SOURCE EXTRACT:
┌──

# Darrell's 2018 project



## Darrell (Mar 22, 2018)

I hope these pictures post successfully. I believe the my chart is common Bermuda. I have mowed it low. It is starting to green up. The soil is very soft and easily leaves footprints and tire treads. I am hoping to top dress with sand this year in order to smooth that out. This will be my first time to ever do that. I am open to any advice.


----------



## Ware (Jan 28, 2017)

Welcome to TLF! Where in Arkansas are you?


----------



## Darrell (Mar 22, 2018)

Little Rock


----------



## Darrell (Mar 22, 2018)

Will this rut have to be fixed in stages?


----------



## Ware (Jan 28, 2017)

Darrell said:


> Will this rut have to be fixed in stages?


Maybe if you get some erosion from hard rains. I would go ahead and fill it all the way up though - then top off as needed until the Bermuda grows across.


----------



## Darrell (Mar 22, 2018)

Thanks. Do you mean with sand when I do my top dressing over the rest of the lawn?

I hope the sand gives some sturdiness to the turf so it doesn't bog so easily with mowing and walking. I know I need to learn to drive straighter in my truck!


----------



## Ware (Jan 28, 2017)

Darrell said:


> Thanks. Do you mean with sand when I do my top dressing over the rest of the lawn?


Yes, that would work - or depending on how deep it is you could add some dirt first.

└──

SHORT TASK: Carry the Bermuda lawn thread forward from its last post. The records have nothing to do with the Bermuda lawn thread.

RAW DATA:
┌──

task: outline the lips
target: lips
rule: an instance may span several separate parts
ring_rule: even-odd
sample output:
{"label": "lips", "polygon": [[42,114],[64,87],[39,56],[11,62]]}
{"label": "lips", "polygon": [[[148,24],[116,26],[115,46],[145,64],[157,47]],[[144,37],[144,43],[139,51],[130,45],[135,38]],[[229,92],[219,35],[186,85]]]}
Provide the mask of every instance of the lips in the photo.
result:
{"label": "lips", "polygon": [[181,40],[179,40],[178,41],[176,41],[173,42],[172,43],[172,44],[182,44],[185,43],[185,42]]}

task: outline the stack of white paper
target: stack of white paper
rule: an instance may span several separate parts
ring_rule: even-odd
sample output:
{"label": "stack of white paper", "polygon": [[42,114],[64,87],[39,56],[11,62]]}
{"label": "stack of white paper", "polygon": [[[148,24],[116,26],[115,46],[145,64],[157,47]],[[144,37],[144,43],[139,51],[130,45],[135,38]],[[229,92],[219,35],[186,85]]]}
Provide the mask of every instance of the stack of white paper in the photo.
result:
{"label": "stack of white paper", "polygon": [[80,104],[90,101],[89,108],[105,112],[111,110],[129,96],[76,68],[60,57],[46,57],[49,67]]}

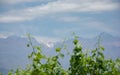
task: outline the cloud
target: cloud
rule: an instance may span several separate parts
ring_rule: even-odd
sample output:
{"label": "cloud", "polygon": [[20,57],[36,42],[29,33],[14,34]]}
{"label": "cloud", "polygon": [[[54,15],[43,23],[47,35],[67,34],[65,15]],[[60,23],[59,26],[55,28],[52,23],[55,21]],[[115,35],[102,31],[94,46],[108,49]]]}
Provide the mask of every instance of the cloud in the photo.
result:
{"label": "cloud", "polygon": [[119,9],[119,3],[113,2],[111,0],[58,0],[54,2],[49,2],[44,5],[28,7],[21,10],[11,10],[9,12],[3,13],[0,15],[0,22],[21,22],[55,13],[96,13],[116,9]]}
{"label": "cloud", "polygon": [[2,32],[0,33],[0,38],[7,38],[11,35],[14,35],[14,33],[11,33],[11,32]]}
{"label": "cloud", "polygon": [[20,3],[28,3],[28,2],[45,2],[45,1],[51,1],[51,0],[1,0],[0,4],[2,5],[14,5],[14,4],[20,4]]}
{"label": "cloud", "polygon": [[79,22],[80,18],[77,16],[66,16],[66,17],[60,17],[59,20],[64,22]]}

└──

WRITTEN RESPONSE:
----------



## Colonel K0rn (Jul 4, 2017)

I had the same kind of ruts on both sides of my driveway when my wife was driving :lol:


----------



## Ware (Jan 28, 2017)

Colonel K0rn said:


> I had the same kind of ruts on both sides of my driveway when my wife was driving :lol:


Was it @GrassDaddy that ended up with a rut in his renovation out near the street - and at the end of it found his wife's vehicle?


----------



## Movingshrub (Jun 12, 2017)

Colonel K0rn said:


> I had the same kind of ruts on both sides of my driveway when my wife was driving :lol:


you aren't alone.


----------



## Colonel K0rn (Jul 4, 2017)

Movingshrub said:


> Colonel K0rn said:
> 
> 
> > I had the same kind of ruts on both sides of my driveway when my wife was driving :lol:
> ...


Our next house *WILL*] have a circular driveway. She can't back up worth a damn either. :lol:


----------



## Darrell (Mar 22, 2018)

I have to admit, I'm the culprit here.


----------



## raldridge2315 (Jul 1, 2017)

My rut included a broken sprinkler head. Her remark; "well, you shouldn't have put it there."


----------



## GrassDaddy (Mar 21, 2017)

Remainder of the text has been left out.